Pull out each line of the material below that contains the string "pink", and copy those lines.

[Start of Record list]

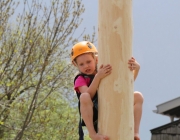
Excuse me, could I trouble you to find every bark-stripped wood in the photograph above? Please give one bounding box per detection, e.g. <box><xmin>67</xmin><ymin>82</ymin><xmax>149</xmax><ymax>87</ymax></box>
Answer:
<box><xmin>98</xmin><ymin>0</ymin><xmax>134</xmax><ymax>140</ymax></box>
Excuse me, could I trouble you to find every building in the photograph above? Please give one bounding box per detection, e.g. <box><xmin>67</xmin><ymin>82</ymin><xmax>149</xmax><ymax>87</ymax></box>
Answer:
<box><xmin>150</xmin><ymin>97</ymin><xmax>180</xmax><ymax>140</ymax></box>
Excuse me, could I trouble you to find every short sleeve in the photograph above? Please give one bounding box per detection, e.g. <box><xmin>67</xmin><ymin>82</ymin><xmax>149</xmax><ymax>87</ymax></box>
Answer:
<box><xmin>74</xmin><ymin>76</ymin><xmax>90</xmax><ymax>92</ymax></box>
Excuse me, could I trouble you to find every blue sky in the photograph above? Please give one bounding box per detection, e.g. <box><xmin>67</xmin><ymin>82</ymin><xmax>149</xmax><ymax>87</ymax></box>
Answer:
<box><xmin>79</xmin><ymin>0</ymin><xmax>180</xmax><ymax>140</ymax></box>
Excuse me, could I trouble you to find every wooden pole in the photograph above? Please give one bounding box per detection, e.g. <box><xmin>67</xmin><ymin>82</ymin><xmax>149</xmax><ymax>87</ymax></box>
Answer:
<box><xmin>98</xmin><ymin>0</ymin><xmax>134</xmax><ymax>140</ymax></box>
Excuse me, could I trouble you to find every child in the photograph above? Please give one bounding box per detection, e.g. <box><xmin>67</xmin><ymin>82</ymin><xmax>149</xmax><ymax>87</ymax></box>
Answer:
<box><xmin>71</xmin><ymin>41</ymin><xmax>143</xmax><ymax>140</ymax></box>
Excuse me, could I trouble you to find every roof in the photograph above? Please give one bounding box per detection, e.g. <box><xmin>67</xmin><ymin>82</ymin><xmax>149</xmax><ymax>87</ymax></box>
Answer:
<box><xmin>153</xmin><ymin>97</ymin><xmax>180</xmax><ymax>118</ymax></box>
<box><xmin>150</xmin><ymin>120</ymin><xmax>180</xmax><ymax>140</ymax></box>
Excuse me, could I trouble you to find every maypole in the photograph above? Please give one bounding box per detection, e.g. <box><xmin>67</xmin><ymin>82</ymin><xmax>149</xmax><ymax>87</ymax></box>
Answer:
<box><xmin>98</xmin><ymin>0</ymin><xmax>134</xmax><ymax>140</ymax></box>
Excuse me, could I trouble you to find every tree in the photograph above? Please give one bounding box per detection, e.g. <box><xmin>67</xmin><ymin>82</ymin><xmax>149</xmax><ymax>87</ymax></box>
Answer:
<box><xmin>0</xmin><ymin>0</ymin><xmax>94</xmax><ymax>140</ymax></box>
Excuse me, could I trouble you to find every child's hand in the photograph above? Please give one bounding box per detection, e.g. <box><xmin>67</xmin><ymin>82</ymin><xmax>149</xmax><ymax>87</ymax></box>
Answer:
<box><xmin>96</xmin><ymin>64</ymin><xmax>112</xmax><ymax>79</ymax></box>
<box><xmin>128</xmin><ymin>57</ymin><xmax>140</xmax><ymax>71</ymax></box>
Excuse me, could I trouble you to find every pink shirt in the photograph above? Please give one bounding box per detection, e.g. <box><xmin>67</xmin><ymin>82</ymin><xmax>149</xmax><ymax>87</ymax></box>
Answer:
<box><xmin>74</xmin><ymin>75</ymin><xmax>90</xmax><ymax>92</ymax></box>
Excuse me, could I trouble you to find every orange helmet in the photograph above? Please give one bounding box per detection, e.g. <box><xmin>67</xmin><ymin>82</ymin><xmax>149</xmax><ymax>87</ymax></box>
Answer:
<box><xmin>71</xmin><ymin>41</ymin><xmax>98</xmax><ymax>61</ymax></box>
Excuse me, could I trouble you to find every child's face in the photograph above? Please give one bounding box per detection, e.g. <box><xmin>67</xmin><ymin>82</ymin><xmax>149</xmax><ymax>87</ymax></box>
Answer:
<box><xmin>76</xmin><ymin>53</ymin><xmax>97</xmax><ymax>75</ymax></box>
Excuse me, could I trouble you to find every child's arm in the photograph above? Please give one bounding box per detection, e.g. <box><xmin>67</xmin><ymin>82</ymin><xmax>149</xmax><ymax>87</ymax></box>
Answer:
<box><xmin>79</xmin><ymin>65</ymin><xmax>112</xmax><ymax>98</ymax></box>
<box><xmin>128</xmin><ymin>57</ymin><xmax>140</xmax><ymax>81</ymax></box>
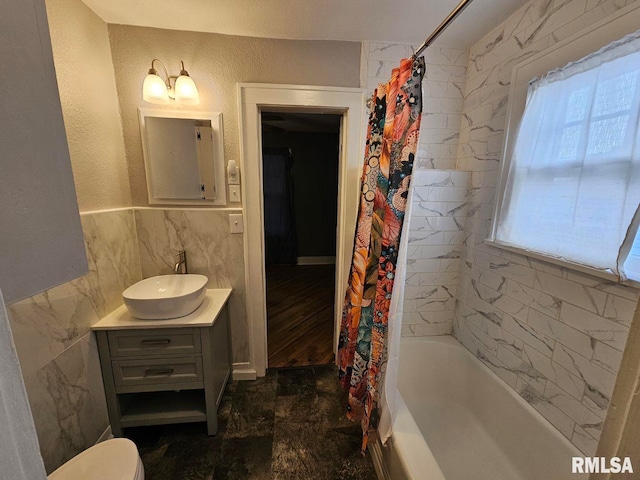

[End of Record list]

**Result of the exercise:**
Excuse me, could I trouble you to find every pink shirt in the photograph above? Please give one bounding box per detection, e.g. <box><xmin>67</xmin><ymin>82</ymin><xmax>149</xmax><ymax>87</ymax></box>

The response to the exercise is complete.